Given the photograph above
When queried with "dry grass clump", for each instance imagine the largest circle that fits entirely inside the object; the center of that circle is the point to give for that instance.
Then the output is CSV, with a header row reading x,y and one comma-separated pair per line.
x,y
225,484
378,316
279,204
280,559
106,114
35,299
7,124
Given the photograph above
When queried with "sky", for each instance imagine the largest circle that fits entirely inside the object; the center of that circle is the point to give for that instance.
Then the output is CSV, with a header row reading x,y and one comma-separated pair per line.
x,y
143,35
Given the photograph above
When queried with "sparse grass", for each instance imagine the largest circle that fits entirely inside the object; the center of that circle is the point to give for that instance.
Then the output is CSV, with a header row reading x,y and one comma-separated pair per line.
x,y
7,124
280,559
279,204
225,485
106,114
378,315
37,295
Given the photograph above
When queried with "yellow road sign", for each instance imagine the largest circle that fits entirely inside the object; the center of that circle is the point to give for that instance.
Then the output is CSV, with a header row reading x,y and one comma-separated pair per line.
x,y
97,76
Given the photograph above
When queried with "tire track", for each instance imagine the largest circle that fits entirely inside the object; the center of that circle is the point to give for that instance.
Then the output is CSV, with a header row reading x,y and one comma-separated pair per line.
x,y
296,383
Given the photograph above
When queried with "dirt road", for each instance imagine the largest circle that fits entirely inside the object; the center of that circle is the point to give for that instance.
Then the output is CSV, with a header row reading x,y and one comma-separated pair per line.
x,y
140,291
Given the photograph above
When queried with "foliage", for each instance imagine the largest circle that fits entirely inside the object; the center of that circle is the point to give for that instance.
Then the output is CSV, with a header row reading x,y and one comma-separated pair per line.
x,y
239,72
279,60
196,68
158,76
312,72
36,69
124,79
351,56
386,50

> **WORK REQUIRED**
Find the string "When" in the listing and return every line that holds it.

> **TASK RESPONSE**
When queried with "dry grass clump", for each instance imagine the largest circle that fits entirely inside the object; the center of that circle is the point to give for that instance.
When queried with "sky", for each instance imagine the largest circle that fits entirely inside the object; the center of that circle is the point to give for that instance.
When queried with "sparse grass", for each instance imagine the largest circle that fits entirely inside the object; the center of that circle is the point to give for that instance.
When queried with "yellow road sign", for each instance imagine the largest circle that fits entirely inside the object; the center of that circle is the point to give for that instance.
When queried with "tire track", for each instance imagine the largest circle that fits entirely inside the object; the center of that circle is the point to give for that instance.
When queried with "dirt road", for each instance imagine the largest circle that fits entirely inside the object; the center of that circle is the point to give for that instance.
When queried with "foliage", for each instance imagine the largest circle that fits entirely inside the object; the center of that circle is the point to give for that instance.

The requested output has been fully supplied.